Give again the line that contains "Where in the photo above can the key", plus every line after it to the end of the records, unchanged.

━━━━

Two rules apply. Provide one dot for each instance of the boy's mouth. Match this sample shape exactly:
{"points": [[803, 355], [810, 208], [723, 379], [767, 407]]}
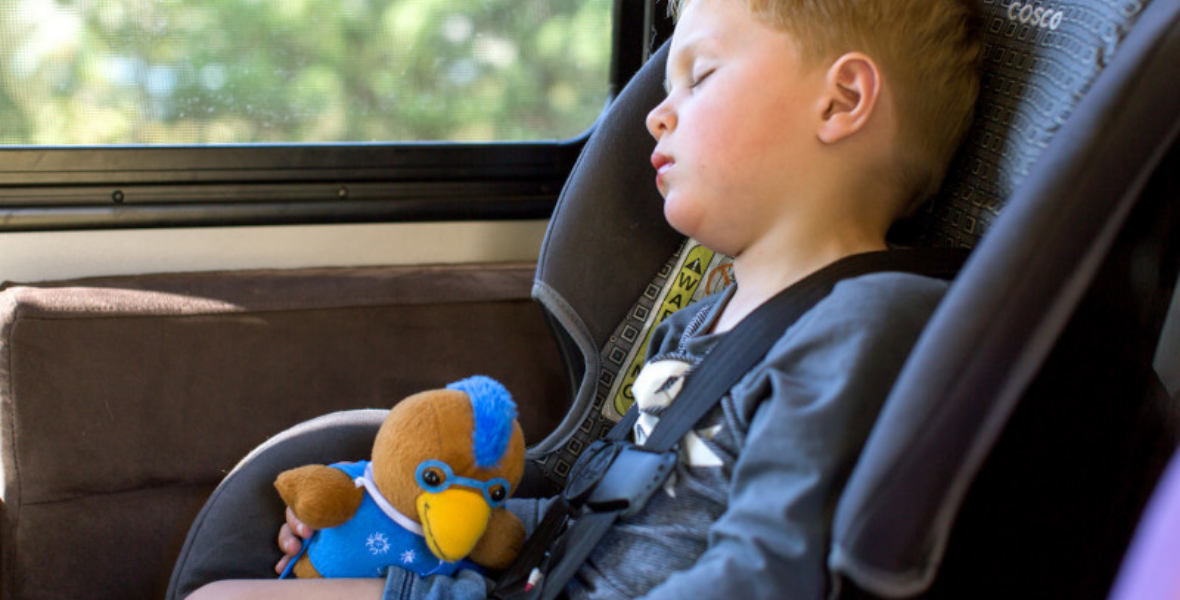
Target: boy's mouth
{"points": [[662, 163]]}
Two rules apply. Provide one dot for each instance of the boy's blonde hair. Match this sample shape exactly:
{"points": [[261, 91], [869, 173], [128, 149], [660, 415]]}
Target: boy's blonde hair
{"points": [[929, 51]]}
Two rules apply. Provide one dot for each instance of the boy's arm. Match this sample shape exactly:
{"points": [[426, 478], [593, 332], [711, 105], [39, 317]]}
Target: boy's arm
{"points": [[810, 415]]}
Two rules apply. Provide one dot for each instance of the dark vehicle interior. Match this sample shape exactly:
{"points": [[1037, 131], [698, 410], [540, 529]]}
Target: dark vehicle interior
{"points": [[1014, 457]]}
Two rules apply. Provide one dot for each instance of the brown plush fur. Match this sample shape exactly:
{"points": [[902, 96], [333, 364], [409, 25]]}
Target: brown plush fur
{"points": [[436, 424], [321, 496]]}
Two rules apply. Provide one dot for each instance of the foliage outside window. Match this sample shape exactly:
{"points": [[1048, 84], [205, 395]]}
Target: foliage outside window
{"points": [[292, 71]]}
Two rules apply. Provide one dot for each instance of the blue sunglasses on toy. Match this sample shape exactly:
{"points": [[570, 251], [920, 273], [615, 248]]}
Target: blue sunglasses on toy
{"points": [[436, 476]]}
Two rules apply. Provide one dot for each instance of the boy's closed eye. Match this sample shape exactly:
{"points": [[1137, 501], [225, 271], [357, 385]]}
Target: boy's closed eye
{"points": [[700, 76]]}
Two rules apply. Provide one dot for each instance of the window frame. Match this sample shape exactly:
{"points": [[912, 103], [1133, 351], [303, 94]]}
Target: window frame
{"points": [[71, 188]]}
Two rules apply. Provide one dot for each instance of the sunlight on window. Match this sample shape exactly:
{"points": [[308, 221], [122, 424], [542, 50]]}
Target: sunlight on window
{"points": [[249, 71]]}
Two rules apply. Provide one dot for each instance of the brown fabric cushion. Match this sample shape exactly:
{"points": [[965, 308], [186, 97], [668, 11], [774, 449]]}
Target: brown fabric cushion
{"points": [[125, 400]]}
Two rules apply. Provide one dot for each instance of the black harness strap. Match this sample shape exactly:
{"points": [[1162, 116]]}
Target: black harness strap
{"points": [[614, 478]]}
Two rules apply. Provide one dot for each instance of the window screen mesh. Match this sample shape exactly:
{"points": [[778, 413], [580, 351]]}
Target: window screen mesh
{"points": [[249, 71]]}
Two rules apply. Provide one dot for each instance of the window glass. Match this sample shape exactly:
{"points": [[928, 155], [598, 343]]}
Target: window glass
{"points": [[292, 71]]}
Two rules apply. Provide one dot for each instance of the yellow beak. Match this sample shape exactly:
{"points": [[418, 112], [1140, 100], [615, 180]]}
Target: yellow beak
{"points": [[453, 521]]}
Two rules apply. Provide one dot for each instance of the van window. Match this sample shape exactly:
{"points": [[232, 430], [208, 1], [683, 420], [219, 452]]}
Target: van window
{"points": [[115, 72]]}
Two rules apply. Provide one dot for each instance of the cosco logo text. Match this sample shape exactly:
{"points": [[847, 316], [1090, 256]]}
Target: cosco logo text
{"points": [[1035, 15]]}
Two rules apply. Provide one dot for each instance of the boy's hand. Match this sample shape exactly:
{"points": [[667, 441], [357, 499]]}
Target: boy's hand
{"points": [[290, 539]]}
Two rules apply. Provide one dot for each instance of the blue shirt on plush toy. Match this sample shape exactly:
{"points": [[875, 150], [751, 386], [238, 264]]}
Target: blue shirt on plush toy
{"points": [[374, 539]]}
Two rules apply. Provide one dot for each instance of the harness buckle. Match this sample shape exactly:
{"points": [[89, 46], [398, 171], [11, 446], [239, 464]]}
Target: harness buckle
{"points": [[617, 476]]}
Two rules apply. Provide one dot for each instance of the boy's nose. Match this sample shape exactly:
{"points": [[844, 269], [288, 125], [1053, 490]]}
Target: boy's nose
{"points": [[661, 118]]}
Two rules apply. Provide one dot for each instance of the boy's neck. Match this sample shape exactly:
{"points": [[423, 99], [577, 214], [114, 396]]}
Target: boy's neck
{"points": [[765, 269]]}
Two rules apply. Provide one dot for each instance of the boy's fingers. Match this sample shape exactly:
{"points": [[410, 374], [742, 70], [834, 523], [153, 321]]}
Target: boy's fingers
{"points": [[288, 542], [282, 563]]}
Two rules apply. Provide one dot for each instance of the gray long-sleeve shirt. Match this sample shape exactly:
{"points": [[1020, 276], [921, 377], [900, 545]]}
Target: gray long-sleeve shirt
{"points": [[752, 516]]}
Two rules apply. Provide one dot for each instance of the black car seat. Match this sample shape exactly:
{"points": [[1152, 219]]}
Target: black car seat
{"points": [[1022, 438]]}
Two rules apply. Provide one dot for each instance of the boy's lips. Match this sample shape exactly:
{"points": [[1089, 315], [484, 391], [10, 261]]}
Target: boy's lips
{"points": [[662, 163]]}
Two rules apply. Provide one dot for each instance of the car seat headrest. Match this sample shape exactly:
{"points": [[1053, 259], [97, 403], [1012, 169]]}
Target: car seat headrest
{"points": [[1040, 58]]}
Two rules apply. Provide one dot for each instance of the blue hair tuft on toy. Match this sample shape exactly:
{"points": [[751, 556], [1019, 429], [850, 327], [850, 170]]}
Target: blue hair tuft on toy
{"points": [[495, 411]]}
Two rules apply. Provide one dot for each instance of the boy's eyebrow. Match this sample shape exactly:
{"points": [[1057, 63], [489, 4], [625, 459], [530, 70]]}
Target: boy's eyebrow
{"points": [[686, 53]]}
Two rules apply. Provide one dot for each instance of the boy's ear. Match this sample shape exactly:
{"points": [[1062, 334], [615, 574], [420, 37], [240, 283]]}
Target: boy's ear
{"points": [[851, 89]]}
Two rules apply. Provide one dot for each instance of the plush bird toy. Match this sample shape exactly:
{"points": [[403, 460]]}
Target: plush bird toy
{"points": [[431, 500]]}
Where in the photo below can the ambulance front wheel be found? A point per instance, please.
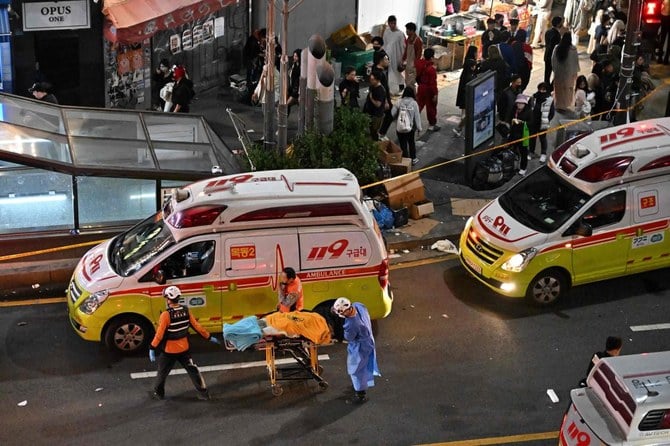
(128, 334)
(547, 287)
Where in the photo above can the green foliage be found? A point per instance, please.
(348, 146)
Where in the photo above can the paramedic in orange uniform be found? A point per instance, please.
(172, 328)
(290, 291)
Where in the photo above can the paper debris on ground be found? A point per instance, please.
(445, 246)
(552, 395)
(419, 228)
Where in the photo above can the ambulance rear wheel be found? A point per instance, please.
(547, 287)
(128, 334)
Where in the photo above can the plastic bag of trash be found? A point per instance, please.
(445, 246)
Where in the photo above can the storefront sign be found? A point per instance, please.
(49, 16)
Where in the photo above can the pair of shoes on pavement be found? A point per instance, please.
(358, 398)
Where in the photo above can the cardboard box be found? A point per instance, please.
(404, 191)
(389, 152)
(421, 209)
(401, 168)
(400, 217)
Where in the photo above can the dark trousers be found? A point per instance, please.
(386, 123)
(406, 141)
(523, 155)
(547, 71)
(543, 141)
(165, 363)
(665, 31)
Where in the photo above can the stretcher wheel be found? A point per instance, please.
(277, 390)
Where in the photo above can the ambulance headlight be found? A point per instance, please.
(93, 302)
(518, 262)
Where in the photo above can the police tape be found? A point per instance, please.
(48, 250)
(509, 143)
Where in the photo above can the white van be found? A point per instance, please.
(626, 402)
(224, 242)
(599, 209)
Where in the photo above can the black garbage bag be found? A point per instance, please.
(488, 174)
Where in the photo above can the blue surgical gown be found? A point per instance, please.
(361, 358)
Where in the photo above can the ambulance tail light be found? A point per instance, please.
(195, 216)
(560, 150)
(383, 274)
(605, 169)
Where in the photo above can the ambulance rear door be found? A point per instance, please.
(253, 261)
(650, 247)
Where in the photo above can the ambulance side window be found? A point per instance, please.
(192, 260)
(608, 210)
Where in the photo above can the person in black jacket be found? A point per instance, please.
(519, 119)
(612, 348)
(349, 88)
(551, 39)
(469, 72)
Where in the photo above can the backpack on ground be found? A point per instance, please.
(404, 124)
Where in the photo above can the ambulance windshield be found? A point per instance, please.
(141, 243)
(543, 201)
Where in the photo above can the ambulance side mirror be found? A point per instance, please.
(159, 277)
(581, 228)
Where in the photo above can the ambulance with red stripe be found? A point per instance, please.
(626, 402)
(223, 242)
(599, 209)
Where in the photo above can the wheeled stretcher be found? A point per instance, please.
(297, 334)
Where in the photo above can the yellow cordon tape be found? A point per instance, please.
(500, 146)
(48, 250)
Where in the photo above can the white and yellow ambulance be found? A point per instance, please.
(626, 402)
(599, 209)
(224, 242)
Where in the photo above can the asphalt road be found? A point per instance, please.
(458, 363)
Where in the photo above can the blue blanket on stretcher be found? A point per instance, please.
(243, 333)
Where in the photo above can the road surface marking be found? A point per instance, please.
(19, 303)
(500, 440)
(216, 368)
(650, 327)
(421, 262)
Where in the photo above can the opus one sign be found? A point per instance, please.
(49, 16)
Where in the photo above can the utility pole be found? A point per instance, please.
(269, 105)
(282, 119)
(628, 63)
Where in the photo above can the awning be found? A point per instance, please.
(131, 21)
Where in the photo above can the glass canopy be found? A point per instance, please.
(103, 141)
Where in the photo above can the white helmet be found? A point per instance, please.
(341, 305)
(172, 293)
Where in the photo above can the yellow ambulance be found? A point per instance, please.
(224, 242)
(599, 209)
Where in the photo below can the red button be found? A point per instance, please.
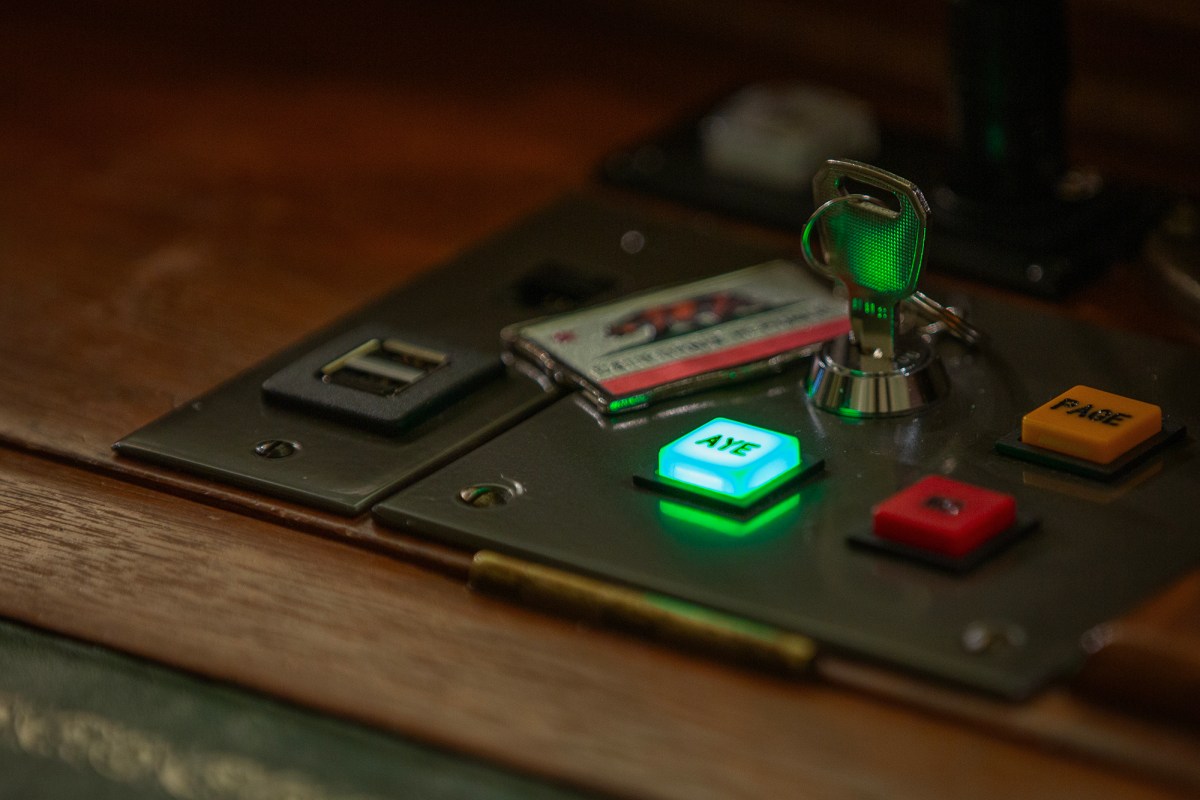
(943, 516)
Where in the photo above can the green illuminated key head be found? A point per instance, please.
(869, 245)
(729, 458)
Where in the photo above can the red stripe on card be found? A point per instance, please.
(636, 382)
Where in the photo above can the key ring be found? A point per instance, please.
(935, 312)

━━━━

* _Solution_
Where in the photo above can the key ring be found? A point per instance, please.
(935, 312)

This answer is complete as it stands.